── TEXTO PROPORCIONADO

Y así sucede que la única ventaja que el monopolio procura para una clase particular de personas es de muchas maneras dañina para el interés general del país.

Fundar un vasto imperio con el único objetivo de crear un pueblo de clientes puede parecer a primera vista un proyecto acertado sólo para una nación de tenderos. En realidad, es un proyecto totalmente incorrecto para una nación de tenderos, aunque extremadamente conveniente para una nación cuyo gobierno está influido por tenderos. Esos políticos, y sólo ellos, son capaces de fantasear con la idea de emplear la sangre y la fortuna de sus conciudadanos en fundar y mantener un imperio de ese tipo. Si usted le asegura a un tendero: «Cómpreme una buena finca y yo siempre compraré mi ropa en su tienda, aunque deba pagar algo más que en otras tiendas», no es probable que esté muy dispuesto a secundar la propuesta.

────

§ ENUNCIADO A:
Transcribe, por favor, el tramo del fragmento sobre el monopolio que va desde "Y así sucede" hasta "general del país.".

── CONTENIDO DE REGISTROS

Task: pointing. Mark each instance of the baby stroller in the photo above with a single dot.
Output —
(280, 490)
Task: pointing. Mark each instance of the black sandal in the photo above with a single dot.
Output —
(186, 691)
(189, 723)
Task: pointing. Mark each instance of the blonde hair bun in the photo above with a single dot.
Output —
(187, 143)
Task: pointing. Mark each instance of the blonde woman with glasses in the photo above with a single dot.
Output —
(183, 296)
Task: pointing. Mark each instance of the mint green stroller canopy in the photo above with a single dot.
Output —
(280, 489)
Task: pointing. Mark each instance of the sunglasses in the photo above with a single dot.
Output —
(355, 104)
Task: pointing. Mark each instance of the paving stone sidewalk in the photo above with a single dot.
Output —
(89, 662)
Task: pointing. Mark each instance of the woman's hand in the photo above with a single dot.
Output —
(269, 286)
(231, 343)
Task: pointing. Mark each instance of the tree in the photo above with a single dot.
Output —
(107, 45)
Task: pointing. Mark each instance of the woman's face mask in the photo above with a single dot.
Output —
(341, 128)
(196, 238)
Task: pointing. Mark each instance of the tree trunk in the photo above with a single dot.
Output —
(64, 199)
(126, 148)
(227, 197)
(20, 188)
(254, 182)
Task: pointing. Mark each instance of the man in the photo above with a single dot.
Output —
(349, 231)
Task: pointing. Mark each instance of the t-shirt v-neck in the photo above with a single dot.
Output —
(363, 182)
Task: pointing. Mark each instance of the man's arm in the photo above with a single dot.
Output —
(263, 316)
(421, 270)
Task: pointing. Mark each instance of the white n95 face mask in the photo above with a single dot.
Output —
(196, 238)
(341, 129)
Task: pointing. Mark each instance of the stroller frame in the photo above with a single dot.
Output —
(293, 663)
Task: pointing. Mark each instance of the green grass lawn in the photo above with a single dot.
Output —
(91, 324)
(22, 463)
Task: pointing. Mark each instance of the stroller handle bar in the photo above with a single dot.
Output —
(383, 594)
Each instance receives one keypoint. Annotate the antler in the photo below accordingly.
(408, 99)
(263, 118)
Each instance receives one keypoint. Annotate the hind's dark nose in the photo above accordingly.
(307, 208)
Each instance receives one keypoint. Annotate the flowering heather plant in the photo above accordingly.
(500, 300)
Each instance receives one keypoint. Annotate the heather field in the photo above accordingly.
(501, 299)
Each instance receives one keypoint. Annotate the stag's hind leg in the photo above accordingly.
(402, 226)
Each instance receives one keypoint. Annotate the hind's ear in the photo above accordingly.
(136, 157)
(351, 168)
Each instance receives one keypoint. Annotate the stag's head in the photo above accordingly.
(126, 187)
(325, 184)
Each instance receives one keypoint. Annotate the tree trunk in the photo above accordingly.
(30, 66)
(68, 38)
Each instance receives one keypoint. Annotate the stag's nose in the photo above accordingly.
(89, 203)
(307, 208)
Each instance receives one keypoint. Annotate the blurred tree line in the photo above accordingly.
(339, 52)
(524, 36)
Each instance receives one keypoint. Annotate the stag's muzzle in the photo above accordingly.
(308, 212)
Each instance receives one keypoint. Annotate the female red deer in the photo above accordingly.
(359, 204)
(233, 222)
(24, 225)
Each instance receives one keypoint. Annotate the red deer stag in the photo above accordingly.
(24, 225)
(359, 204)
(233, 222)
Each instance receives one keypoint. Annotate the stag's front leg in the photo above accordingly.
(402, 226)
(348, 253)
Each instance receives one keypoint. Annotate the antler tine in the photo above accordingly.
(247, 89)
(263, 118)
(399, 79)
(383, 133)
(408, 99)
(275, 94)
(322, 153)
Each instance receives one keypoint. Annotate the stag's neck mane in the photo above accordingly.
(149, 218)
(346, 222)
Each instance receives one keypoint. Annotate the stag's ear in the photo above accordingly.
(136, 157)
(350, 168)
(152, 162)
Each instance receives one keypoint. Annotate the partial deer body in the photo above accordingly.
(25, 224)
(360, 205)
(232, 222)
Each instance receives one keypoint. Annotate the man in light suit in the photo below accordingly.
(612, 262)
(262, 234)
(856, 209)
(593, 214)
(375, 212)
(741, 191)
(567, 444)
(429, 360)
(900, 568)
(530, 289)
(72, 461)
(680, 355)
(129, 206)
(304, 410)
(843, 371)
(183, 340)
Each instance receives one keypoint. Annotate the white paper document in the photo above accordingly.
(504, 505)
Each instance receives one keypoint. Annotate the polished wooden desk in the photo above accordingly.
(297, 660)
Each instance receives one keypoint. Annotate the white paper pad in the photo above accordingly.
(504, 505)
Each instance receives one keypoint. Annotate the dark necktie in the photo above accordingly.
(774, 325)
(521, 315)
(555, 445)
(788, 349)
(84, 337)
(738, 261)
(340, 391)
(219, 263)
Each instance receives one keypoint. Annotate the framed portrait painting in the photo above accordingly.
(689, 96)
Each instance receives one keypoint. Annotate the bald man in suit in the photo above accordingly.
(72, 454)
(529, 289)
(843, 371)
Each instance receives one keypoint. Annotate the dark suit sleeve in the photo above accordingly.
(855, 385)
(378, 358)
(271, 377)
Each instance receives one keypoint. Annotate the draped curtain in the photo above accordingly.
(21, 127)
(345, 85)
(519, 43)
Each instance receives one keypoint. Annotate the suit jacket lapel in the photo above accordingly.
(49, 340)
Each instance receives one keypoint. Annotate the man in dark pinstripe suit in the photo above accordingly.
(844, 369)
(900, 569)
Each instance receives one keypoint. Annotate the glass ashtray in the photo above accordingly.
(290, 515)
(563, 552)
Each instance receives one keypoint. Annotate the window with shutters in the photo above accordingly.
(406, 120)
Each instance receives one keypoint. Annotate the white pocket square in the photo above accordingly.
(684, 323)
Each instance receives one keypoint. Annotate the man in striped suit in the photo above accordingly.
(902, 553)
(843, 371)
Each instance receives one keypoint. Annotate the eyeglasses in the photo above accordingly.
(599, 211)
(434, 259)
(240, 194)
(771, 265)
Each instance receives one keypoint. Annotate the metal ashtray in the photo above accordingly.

────

§ ENUNCIADO B:
Cuenta cuántas líneas de los registros contienen la palabra "blonde" y responde solo con el número.

§ SOLUCIÓN A:
Y así sucede que la única ventaja que el monopolio procura para una clase particular de personas es de muchas maneras dañina para el interés general del país.

§ SOLUCIÓN B:
2